> [To do]
1 > In the blog post on bullying, what career did Monkey choose to research for his school project?
2 > Summarize the blog post on bullying in two sentences.

> [Document text]
--------------------------------------------------

The Broken Teacher: Bullying From The One You’d Least Expect
Last week my second born, Monkey, came home from school deflated, again.
I saw the pain in his eyes as he quietly told what had transpired. I listened as my heart grew heavy, and while he recounted his day to me, my son’s face fell. He could hardly meet my eyes when he gave me the details. He had been teased. He had been mocked and in front of his classmates. Another case of bullying. This time it was after reciting an original poem, a riddle, as part of a larger project he had already completed last month that entailed researching a career that most interests the student. My sweet-natured boy had selected without hesitation, to research firefighting. He had already been voicing an interest in becoming a firefighter for a few years.
Let me tell you a quick story. A long time ago when Monkey was only four, while playing upstairs in his room, he had spotted a burning tree in the field by our house from out his bedroom window. The tree, a dry juniper, which had been sparked by some older kids playing with matches quickly engulfed in flames. Those flames almost instantly grew out of control, and resulted in a sweeping brush fire that required a complete evacuation of our neighborhood, two fire trucks, a whole lot of commotion with people frantically trying to flee, gather pets and loved ones, and some who tried to use garden hoses to save their homes from complete destruction. There was some damage to the house just next to ours, and even a helicopter that flew overhead to dump water on the flames that threatened our home and frightened all of us to our core as we looked on helplessly. In other words, fire and how dangerous it is had really left an impression on my then young son. But even more so, the firemen, who stopped to talk with him before they left, showing him their hoses, how the truck worked, and thanking him for being such a brave boy who saved his family and neighborhood with his sharp eyes and fast reflexes; yes they had left an even bigger impression. My monkey had helped to spot something that could have been truly devastating, and with his keen eye and helpful spirit he had sprung into action and called for help at just the right moment. He was really proud of himself for that, and even at just four, he seemed to understand the magnitude of what his quick actions meant to the situation. That is the kind of child he was, and still is today. Monkey innately knows right from wrong, and when given the option, he wants to be a part of doing right, every time. This is the way he is wired. He doesn’t take short-cuts, doesn’t half-do anything. He commits fully to what is asked of him, or what he sets his mind to, in all areas of his life. Determination and dedication to do what’s good and what’s right are traits I am proud to say God instilled in him, and we as his parents, encourage in him.

--------------------------------------------------

Shape annotation listing
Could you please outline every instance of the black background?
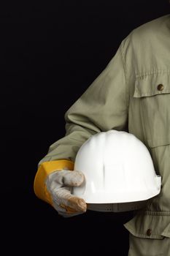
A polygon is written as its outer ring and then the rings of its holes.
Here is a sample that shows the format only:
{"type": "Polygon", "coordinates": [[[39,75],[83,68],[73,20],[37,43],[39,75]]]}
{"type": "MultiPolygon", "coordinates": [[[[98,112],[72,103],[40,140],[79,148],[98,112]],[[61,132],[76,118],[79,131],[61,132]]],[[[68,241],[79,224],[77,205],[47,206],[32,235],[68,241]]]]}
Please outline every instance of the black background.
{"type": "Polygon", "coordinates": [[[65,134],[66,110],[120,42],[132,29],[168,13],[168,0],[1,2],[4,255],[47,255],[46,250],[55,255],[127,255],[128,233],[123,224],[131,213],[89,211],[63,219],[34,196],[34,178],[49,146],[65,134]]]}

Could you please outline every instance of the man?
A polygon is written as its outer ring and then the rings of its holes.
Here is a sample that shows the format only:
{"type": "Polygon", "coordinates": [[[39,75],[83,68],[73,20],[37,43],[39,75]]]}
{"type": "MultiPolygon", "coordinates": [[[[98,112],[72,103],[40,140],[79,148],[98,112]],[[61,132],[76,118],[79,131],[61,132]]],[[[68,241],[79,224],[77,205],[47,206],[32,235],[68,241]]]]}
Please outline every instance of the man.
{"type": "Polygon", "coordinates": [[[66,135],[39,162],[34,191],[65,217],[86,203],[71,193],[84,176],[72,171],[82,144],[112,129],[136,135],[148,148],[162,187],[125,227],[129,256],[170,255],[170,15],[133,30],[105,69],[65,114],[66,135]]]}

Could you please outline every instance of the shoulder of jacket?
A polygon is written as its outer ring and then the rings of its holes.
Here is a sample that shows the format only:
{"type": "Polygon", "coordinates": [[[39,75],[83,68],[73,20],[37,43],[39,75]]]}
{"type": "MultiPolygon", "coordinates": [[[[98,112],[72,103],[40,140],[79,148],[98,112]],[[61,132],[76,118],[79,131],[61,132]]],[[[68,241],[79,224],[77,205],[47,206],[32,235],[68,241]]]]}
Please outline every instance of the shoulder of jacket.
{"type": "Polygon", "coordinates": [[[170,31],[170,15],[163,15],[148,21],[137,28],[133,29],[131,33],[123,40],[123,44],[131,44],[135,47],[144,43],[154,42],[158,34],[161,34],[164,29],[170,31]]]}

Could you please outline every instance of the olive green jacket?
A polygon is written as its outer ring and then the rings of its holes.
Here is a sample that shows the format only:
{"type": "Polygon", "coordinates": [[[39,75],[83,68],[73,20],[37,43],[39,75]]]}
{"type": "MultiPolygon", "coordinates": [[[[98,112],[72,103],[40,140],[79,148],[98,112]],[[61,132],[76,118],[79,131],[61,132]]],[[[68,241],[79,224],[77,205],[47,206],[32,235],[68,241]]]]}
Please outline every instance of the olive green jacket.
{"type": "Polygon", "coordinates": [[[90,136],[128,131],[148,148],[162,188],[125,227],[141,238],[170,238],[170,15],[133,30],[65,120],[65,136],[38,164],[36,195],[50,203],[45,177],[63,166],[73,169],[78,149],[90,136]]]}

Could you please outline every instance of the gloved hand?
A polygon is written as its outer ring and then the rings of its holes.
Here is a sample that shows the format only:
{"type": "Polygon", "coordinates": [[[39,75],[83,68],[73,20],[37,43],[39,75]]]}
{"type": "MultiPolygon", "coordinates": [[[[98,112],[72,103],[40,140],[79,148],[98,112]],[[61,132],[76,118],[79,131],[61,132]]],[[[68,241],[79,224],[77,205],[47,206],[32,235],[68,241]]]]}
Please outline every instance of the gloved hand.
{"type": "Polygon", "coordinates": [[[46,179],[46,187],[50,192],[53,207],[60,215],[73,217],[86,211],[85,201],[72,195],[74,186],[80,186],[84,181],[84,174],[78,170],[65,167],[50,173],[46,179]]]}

--------------------------------------------------

> [Written responses]
1 > Firefighting.

2 > Monkey came home from school deflated after being teased and mocked in front of his classmates when he recited an original poem for a project on firefighting, the career he had chosen to research. His interest dates back to age four, when he spotted a burning tree from his bedroom window and called for help, and the firemen thanked him for saving his family and neighborhood.